PAGE TEXT:
Victorian and early Edwardian ideals placed great value on “respectable” behaviour. Children were expected to call their father “Sir” at all times, corporal punishment rates were high and fathers had absolute rule of all members of the household. Society was authoritarian, patriarchal and just generally an MRA’s wet dream. Children of the wealthy were raised by staff,  presented for inspection to their parents for one hour a day, and “childhood” for all classes was short and harsh, 16-hour days working in factories that produced poisonous off-gasses, climbing chimney stacks, orphanages, etc, etc. But Watson would take the “seen but not heard” mantra to the extreme. On pages 81-2 of Psychological Care of Infant and Child he states:

“Let your behaviour always be objective and kindly firm. Never hug and kiss them, never let them sit in your lap. If you must, kiss them once on the forehead when they say good night. Shake hands with them in the morning. Give them a pat on the head if they have made an extraordinarily good job of a difficult task.”

DATASET SECTION:
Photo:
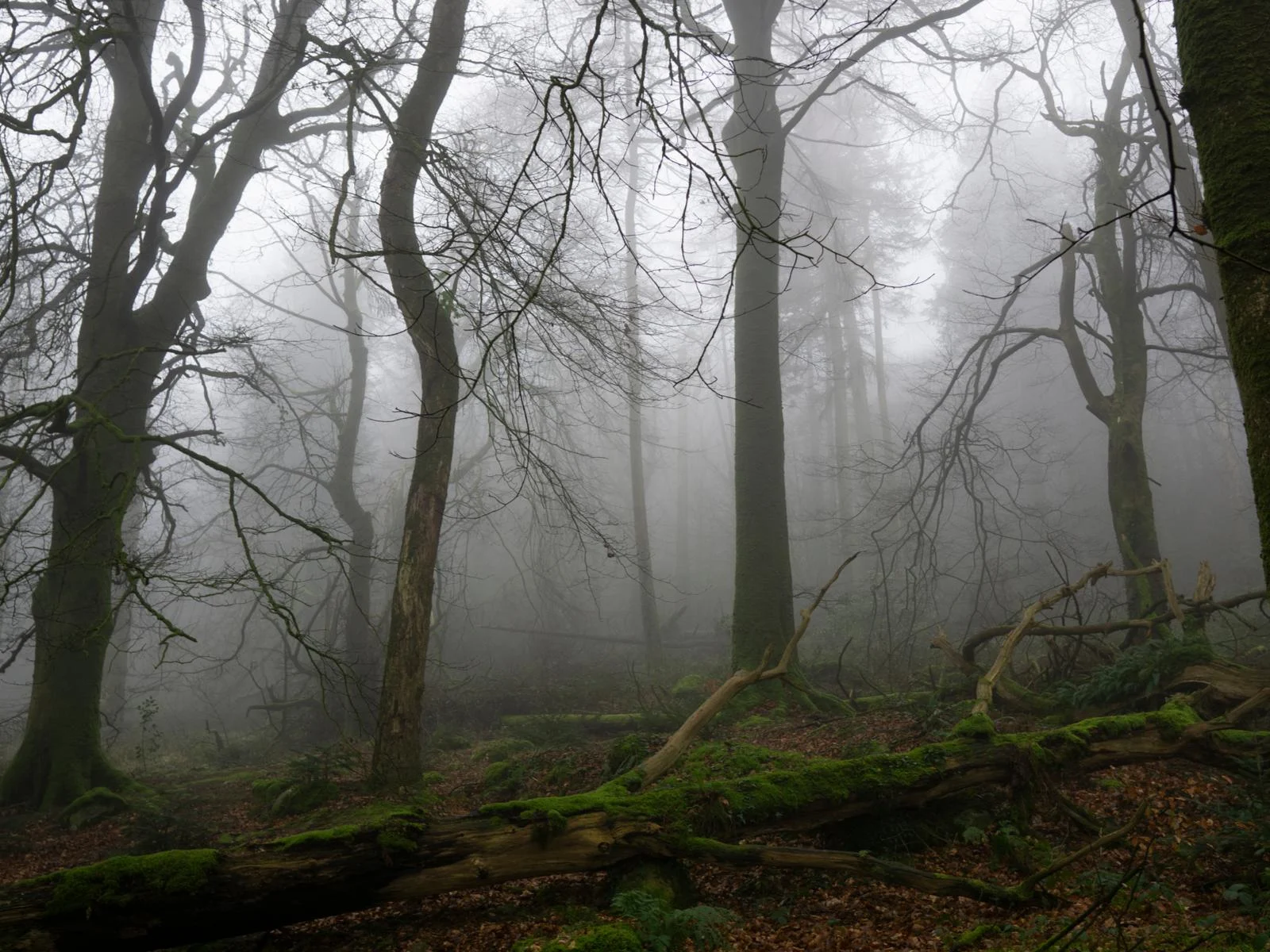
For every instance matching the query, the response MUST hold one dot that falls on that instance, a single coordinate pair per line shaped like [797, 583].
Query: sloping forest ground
[1193, 873]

TASKS TO CARRY OUT:
[a] In the passage on Victorian child-rearing and Watson, what were children expected to call their father?
[b] Continue the passage on Victorian child-rearing and Watson from the point where it stops.

PER-TASK ANSWERS:
[a] “Sir,” at all times.

[b]
Kathryn M. Brigelow and Edward K. Morris, expand on this quote with a summary of Watson’s other beliefs on love and affection:

“Also to insure that children would be independent of any one adult’s love and affection, parents should bring different nurses into their homes on a weekly basis. Comparable positive effects on children’s independence might also be achieved by putting them in a fenced yard for large parts of the day.”

In short, Watson was obsessed with trying to sever all emotional attachments, in a misconstrued belief that doing so would allow the child to be a blank slate able to be moulded into whatever the adult chose. His ideal world was one in which all babies were immediately removed from their parents and raised by a rotating litany of staff. We now know from the Romanian orphanage discoveries that Watson’s dream actually creates failure to thrive, severe psychological distress and is essentially torture.

Watson’s book was the biggest selling parenting manual until Benjamin Spock. His influence on how we have collectively parented for the last century and a bit is huge. He is essentially the reason for all detached parenting methods and all the behaviourist based discipline techniques (time outs, privilege withdrawal, sticker charts) used by both parents and teachers. His granddaughter in her 1990 memoir wrote, “Grandfather’s theories infected my mother’s life, my life, and the lives of millions. How do you break a legacy? How do you keep from passing a debilitating inheritance down, generation to generation, like a genetic flaw?”- Mary Loretta Hartley, granddaughter to John B. Watson; in memoir of her experiences, Breaking the Silence.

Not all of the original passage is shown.